::: Vorliegender Text

Im Kino

Alles auf Null

Die Filmkolumne. Von Lukas Foerster, Thomas Groh
04.11.2015. Etwas geht zu Ende in Sam Mendes' "Spectre" - und vielleicht nicht nur Daniel Craigs Amtszeit als Bonddarsteller. Kivu Ruhorahozas präferiert in seinem faszinierenden Rätselfilm "Things of the Aimless Wanderer" die Seitwärtsbewegung.
"Vor dem Ende geht etwas zu Ende. … Aber noch gibt es Medien, gibt es Unterhaltung."
Friedrich Kittler: Grammophon Film Typewriter

"... these are a few of my favorite things."
Oscar Hammerstein II: My Favorite Things




"Die Toten sind lebendig": Eine programmatische Texttafel eröffnet das 24. Bond-Abenteuer, das vierte und vielleicht auch letzte der Craig-Phase. Diese erfährt mit "Spectre" Höhe- samt Fluchtpunkt und Abrundung zugleich, indem sich der Film als rahmendes, das Vorangegangene neu perspektivierendes Narrativ offenbart. Plausibilitäts- und Traditionsfanatiker, die auch im Fall von "Spectre" schon mäkeln, dass die Craig-Filme den einstigen, locker-leichten Bond-Camp-Fluff - Postkarten aus aller Welt, Connerys behaarte Männerbrust, Martini hier, Martini da und Roger Moore macht dazu einen tantig-britischen Witz - über Bord geworfen und aus dem einstigen Posterboy des 60s Chauvinismus einen grüblerischen Melancholiker gemacht haben, diese Plausibilitätsfanatiker merken zurecht an, dass diese Bewegung Richtung Epos (samt Familienfrühgeschichte und daraus folgenden schicksalhaften Verstrickungen) bloß Behauptung ist - tatsächlich ist sie das sogar buchstäblich. Dass die Ereignisse in "Casino Royale", "Ein Quantum Trost" und "Skyfall" von einer unsichtbaren Hand planmäßig gesteuert wurden, die sich nun als die (im Franchise seit "Diamonds Are Forever" nicht mehr erwähnte) Geheimorganisation "Spectre" zu erkennen gibt, muss man dem Film schlicht abnehmen. Doch geschenkt. "Spectre" macht es einem leicht, ein solches Manöver als schlichtes Zugeständnis an Erzählmoden abzutun, um den Blick auf interessantere Themen zu legen. Auch Sam Mendes, der nach dem gigantischen "Skyfall"-Erfolg noch einmal auf dem Regisseurstuhl Platz nahm, scheint das so zu handhaben.

::::::
::: Gespeicherte Datensätze

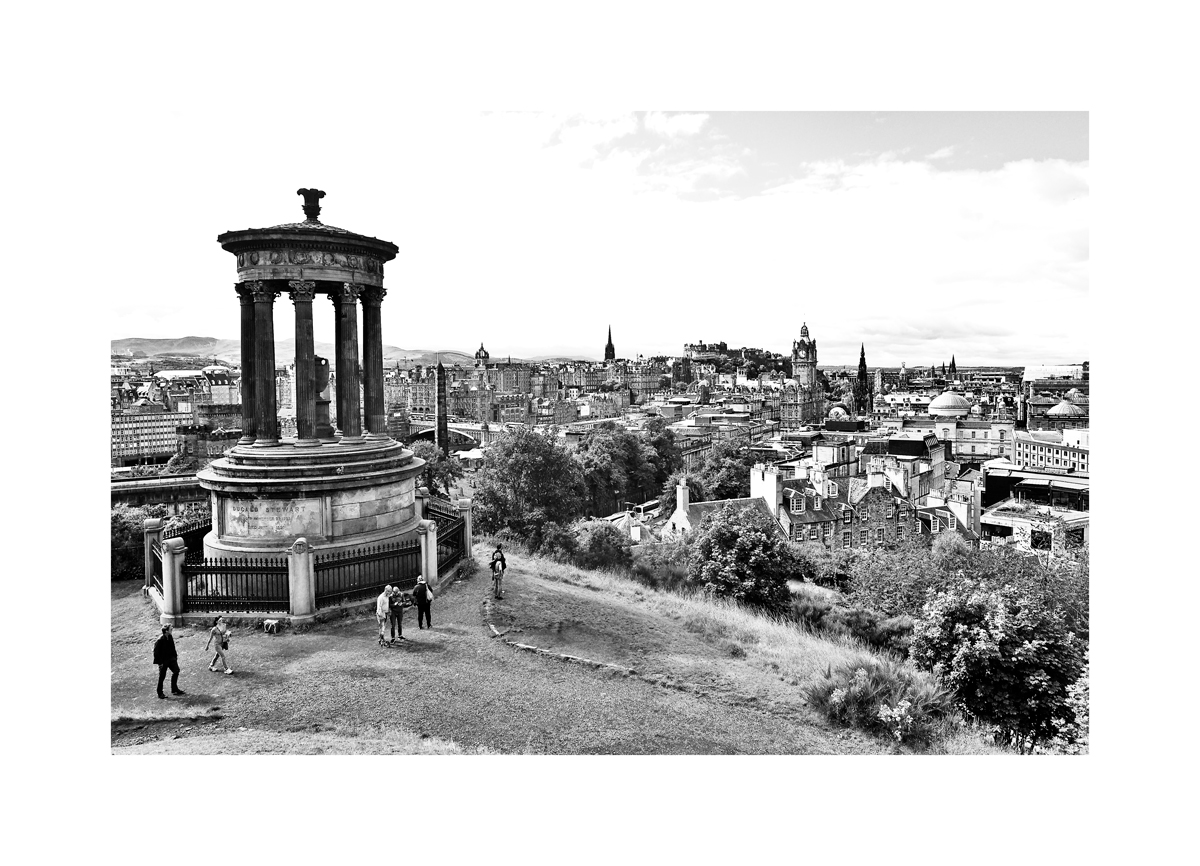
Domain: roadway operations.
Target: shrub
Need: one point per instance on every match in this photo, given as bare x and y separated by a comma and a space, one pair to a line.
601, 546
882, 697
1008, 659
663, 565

::::::
::: Gespeicherte Datensätze

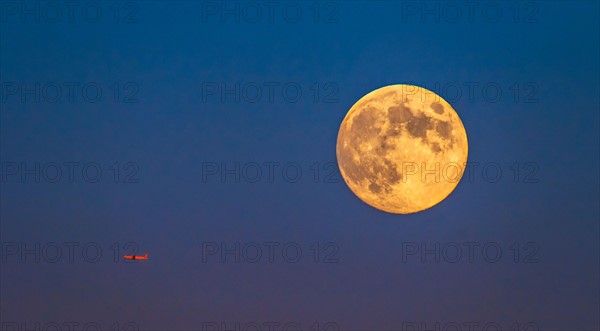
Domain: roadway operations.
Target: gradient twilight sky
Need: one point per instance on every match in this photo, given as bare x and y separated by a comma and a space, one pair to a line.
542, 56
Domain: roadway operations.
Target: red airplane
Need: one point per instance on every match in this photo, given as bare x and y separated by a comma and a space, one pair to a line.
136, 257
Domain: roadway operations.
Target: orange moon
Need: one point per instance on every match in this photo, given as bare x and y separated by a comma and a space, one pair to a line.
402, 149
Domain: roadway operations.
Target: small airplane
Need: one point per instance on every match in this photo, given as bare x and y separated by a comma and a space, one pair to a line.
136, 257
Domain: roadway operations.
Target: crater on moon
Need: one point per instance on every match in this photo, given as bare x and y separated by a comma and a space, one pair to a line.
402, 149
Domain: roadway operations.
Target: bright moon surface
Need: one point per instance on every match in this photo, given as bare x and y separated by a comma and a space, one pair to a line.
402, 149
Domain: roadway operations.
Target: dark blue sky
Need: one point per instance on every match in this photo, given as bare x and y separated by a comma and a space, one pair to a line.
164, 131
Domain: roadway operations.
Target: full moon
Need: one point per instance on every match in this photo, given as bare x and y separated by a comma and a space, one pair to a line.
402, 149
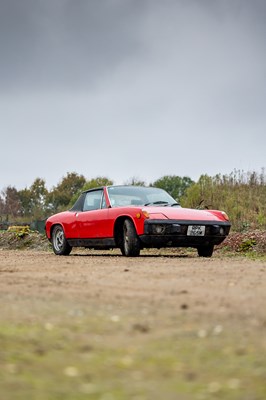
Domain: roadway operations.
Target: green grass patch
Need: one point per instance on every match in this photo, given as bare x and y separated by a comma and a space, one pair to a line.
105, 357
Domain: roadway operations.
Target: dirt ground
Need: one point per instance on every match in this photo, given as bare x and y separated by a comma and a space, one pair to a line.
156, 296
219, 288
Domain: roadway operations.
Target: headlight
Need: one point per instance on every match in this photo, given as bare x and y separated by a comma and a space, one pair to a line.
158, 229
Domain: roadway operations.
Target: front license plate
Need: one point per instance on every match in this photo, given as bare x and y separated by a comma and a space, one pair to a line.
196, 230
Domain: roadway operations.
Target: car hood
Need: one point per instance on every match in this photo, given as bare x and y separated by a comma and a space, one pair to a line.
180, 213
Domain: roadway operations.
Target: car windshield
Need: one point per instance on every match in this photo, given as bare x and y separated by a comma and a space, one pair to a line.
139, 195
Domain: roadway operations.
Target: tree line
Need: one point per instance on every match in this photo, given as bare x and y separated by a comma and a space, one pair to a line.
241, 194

::::::
::: Gespeicherte Datensätze

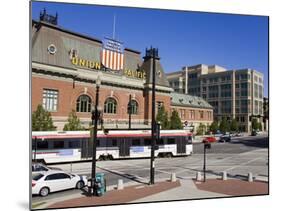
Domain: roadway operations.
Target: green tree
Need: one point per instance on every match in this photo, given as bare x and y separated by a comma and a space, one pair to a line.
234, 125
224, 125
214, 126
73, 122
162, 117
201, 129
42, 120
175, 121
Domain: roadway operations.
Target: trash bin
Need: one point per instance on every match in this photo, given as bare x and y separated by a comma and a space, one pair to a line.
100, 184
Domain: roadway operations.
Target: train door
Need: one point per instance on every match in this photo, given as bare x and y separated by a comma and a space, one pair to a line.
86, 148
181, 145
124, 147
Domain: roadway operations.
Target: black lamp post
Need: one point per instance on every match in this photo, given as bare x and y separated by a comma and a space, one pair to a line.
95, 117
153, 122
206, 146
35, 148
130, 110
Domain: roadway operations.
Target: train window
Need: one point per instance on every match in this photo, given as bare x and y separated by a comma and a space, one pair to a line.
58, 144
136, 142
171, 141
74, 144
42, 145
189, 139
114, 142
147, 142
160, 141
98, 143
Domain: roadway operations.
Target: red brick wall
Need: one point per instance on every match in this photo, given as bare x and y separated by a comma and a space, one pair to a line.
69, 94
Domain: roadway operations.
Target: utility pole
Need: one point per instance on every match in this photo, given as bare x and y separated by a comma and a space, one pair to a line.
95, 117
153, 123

::::::

**Aufgaben**.
a - Mit welchen Worten beginnt laut der Filmkolumne zu „Spectre“ die Texttafel, die den Film eröffnet?
b - Schreibe die Filmkolumne zu „Spectre“ im Anschluss an ihren letzten Satz weiter.

**Ergebnisse der Übung**.
a - „Die Toten sind lebendig“.

b -
Die Toten sind lebendig. Lebende Tote, Untote. Welche Toten? Da ist Bond selbst, der in "Skyfall" für tot erklärt wurde. Da sind die Toten aus den drei vorangegangenen Filmen, die als Heimsuchung unter der undurchdringlichen Panzerung, als die Craig seinen Körper auch hier wieder in den Dienst der Figur stellt, höchst lebendig an Bond nagen. Auch ist es das Franchise selbst, das hier - mehr noch als in den vorangegangenen Craig-Bonds - eine Art historisches Reservoir bildet: Der klassische Bondfilm als Untoter, der den Gegenwarts-Bond heimsucht und dem dieser in einer Vielzahl von Anspielungen und Zitaten Reverenz erweisen muss, obwohl doch die politischen und kulturellen Rahmenbedingungen längst andere sind als zu klassischen Connery/Moore-Zeiten. Gespenster, Zombies allenthalben. Und was ist ein Gespenst, mit Salman Rushdie gesprochen, schon anderes als "unfinished business"?

Vielleicht auch deshalb beginnt dieser Bond mit einer atemberaubenden, ultra-hochauflösenden Plansequenz beim mexikanischen "Día de los Muertos": Heerscharen als Tote verkleideter Menschen bilden die quicklebendig-wuselige Kulisse für den Startschuss dieses Abenteuers, das unseren Helden in bewährter Manier von einer Episode zur nächsten an des Pudels Kern bringt (auch Monica Bellucci, im Vorfeld als "ältestes Bond-Girl ever" gefeiert, stellt im übrigen nur eine Episode von einer Laufzeit im niedrig einstelligen Minutenbereich dar). Es geht um ein Thema von politischer Brisanz: Seit dem letzten Bond-Film "Skyfall" (Premiere im November 2012), der bereits von der Krise des handelnden Subjekts im Gadget-Zeitalter handelte, haben die Enthüllungen Edward Snowdens (seit Juni 2013) den utopischen Glanz des Internets und seiner Tools weiter ins Dystopische verschoben und nach den Glücksmomenten des Aufbegehrens im Iran und des sich anschließenden "Arabischen Frühlings", beide noch als Social-Media-Revolutionen eingestuft, eine handfeste Depression getriggert: Eben noch demokratisierten wir die Welt, schon befinden wir uns in einem hocheffizienten, transnationalen und deshalb kaum mehr greifbaren Überwachungsgebilde, das exakt jene Infrastruktur nutzt, die gerade noch ein Glücksversprechen barg.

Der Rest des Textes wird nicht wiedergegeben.